→ EXERCISE AIM
The data should be printed again, exactly.

[[ INFORMATION PROVIDED, beginning ]]

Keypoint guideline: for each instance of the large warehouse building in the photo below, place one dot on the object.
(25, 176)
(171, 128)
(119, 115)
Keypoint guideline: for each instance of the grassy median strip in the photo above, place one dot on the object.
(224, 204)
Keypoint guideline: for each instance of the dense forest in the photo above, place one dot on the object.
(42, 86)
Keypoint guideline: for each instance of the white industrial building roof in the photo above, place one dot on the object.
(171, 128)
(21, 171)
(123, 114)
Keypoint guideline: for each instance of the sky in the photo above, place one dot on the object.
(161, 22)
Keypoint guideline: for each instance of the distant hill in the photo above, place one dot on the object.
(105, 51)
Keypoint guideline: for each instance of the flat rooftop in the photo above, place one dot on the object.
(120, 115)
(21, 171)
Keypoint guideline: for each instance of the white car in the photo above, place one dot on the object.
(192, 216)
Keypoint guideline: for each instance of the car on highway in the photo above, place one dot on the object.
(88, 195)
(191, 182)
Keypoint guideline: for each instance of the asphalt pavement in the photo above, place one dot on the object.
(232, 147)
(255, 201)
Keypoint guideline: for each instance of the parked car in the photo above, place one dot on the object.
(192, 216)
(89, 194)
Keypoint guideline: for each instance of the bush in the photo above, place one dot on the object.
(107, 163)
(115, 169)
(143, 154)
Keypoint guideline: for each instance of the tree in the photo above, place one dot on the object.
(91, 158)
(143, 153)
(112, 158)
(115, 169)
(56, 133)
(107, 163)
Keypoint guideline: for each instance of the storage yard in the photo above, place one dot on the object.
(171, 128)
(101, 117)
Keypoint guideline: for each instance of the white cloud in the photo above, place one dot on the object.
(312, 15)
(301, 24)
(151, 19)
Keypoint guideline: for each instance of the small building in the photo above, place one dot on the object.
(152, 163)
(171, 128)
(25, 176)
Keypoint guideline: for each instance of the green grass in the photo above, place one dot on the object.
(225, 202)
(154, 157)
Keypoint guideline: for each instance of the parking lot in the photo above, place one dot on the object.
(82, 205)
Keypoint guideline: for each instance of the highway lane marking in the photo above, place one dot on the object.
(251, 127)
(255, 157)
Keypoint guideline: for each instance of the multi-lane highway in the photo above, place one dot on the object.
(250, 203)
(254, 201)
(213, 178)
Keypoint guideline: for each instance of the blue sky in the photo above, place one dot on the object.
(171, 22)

[[ INFORMATION PROVIDED, end ]]

→ RESPONSE AREA
Keypoint guideline: for each instance of the large warehouse building in the photo below, place one dot on the object.
(25, 176)
(171, 128)
(119, 115)
Keypoint guideline: for each instance of the grassy median strip in the photo above, place one dot on the object.
(224, 204)
Keypoint guideline: for each instance of the dense forest in the photo above, place one dot on the object.
(42, 86)
Keypoint guideline: for each instance of the white industrial building roof in the photo above, place one dot on the object.
(171, 128)
(21, 171)
(123, 114)
Keypoint guideline: for each instance of the sky in the photo above, place one dot on the object.
(161, 22)
Keypoint guideline: for each instance of the distant hill in the photo above, place one dot on the object.
(105, 51)
Keypoint guideline: for each instance of the flat rooftop in the photo above, place one dot on the object.
(120, 115)
(21, 171)
Keypoint guideline: for each instance of the white car in the photo above, place one dot on the object.
(192, 216)
Keypoint guideline: for each instance of the car on highway in the photo above, place one dot on the object.
(88, 195)
(191, 182)
Keypoint guideline: for each instance of the asphalt pavement in the photo above, place one dot on the object.
(232, 147)
(255, 201)
Keypoint guideline: for each instance of the parked car in the photo above, place one dot on the object.
(192, 216)
(89, 194)
Keypoint guideline: for each instance of the bush in the photo above, place one dot on the object.
(107, 163)
(115, 169)
(143, 154)
Keypoint guideline: for each instance of the tree in the photo above, place one dot on the object.
(91, 158)
(143, 153)
(112, 158)
(115, 169)
(56, 133)
(107, 163)
Keypoint guideline: for each instance of the storage yard in the photo above, place one dot on the object.
(171, 128)
(101, 117)
Keypoint guideline: for each instance of the white cloud in the photo above, place one dot on the object.
(312, 15)
(301, 24)
(151, 19)
Keypoint guideline: for each instance of the small building in the photo above, place one dot on the object.
(152, 163)
(171, 128)
(25, 176)
Keypoint guideline: for each instance of the green grass in the photo above, place one dot on the object.
(225, 202)
(154, 157)
Keypoint guideline: for each instance of the parking lot in the photo above, place one dot on the object.
(82, 205)
Keypoint guideline: for each instance of the highway lane marking in the photo above, place one dot on the object.
(251, 127)
(255, 157)
Keypoint guideline: for each instance of the multi-lane highway in the photo above, place one dot on the object.
(250, 203)
(254, 201)
(213, 178)
Keypoint guideline: for each instance of the blue sky in the photo above, place one dot on the object.
(171, 22)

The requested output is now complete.